TEXT PROVIDED —
Rebecca Dubber

Personal information
- Nickname: Becs
- Born: 14 May 1993 (age 33)

Sport
- Sport: Swimming
- Classifications: S7, SB6, SM7
- Club: North Shore Swimming Club

Medal record
Women's para swimming
Representing New Zealand
Paralympic Games
| Bronze medal – third place | 2016 Rio de Janeiro | 100 m backstroke S7 |
World Championships
| Silver medal – second place | 2015 Glasgow | 100 m backstroke S7 |
| Silver medal – second place | 2015 Glasgow | 400 m freestyle S7 |
| Bronze medal – third place | 2010 Eindhoven | 100 m backstroke S7 |

= Rebecca Dubber =

New Zealand swimmer (born 1993)

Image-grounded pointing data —

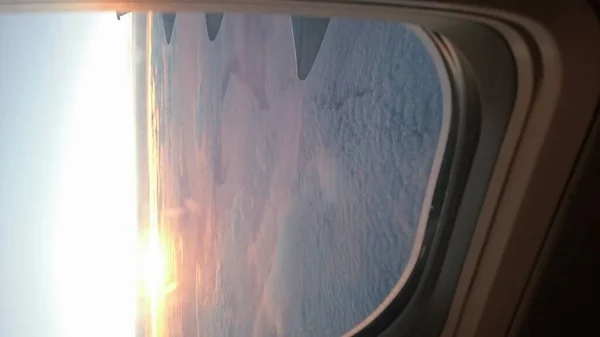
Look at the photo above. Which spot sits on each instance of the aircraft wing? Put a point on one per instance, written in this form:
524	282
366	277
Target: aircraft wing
308	35
213	23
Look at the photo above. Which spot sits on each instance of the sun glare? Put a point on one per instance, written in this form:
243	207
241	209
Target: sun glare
95	226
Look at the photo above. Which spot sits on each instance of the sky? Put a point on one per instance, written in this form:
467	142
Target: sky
67	196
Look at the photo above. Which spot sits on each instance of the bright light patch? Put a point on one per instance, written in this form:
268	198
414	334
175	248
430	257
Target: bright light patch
95	234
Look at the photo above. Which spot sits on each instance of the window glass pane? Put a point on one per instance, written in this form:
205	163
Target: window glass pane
287	207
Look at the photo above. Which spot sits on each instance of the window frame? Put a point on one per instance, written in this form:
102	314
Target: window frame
553	52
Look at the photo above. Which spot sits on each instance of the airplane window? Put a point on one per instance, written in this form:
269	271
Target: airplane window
290	158
229	174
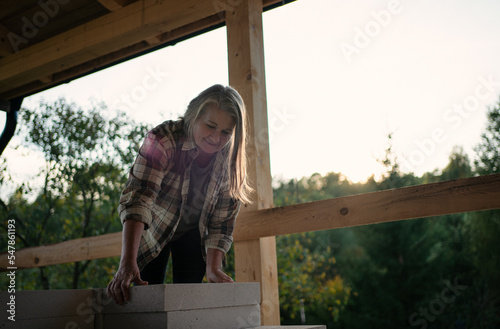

WHAT THIS EXERCISE ASKS —
• a. In the Rebecca Dubber profile, which club is she listed as swimming for?
• b. Write the next part of the Rebecca Dubber profile, picking up after its final line.

ANSWERS PROVIDED —
• a. North Shore Swimming Club

• b.
Rebecca Dubber (born 14 May 1993) is a New Zealand retired para-swimmer. She represented New Zealand at the 2012 Summer Paralympics in London and at the 2016 Summer Paralympics in Rio de Janeiro. At the 2016 Games, she won the bronze medal in the women's 100 m backstroke S7.

Dubber grew up on the North Shore of Auckland. She was born with sacral agenesis. She was educated at Carmel College, and later the Auckland University of Technology, graduating with a Bachelor of Communication Studies in 2018.

Dubber started sport as a triathlete. She retired from swimming in March 2019.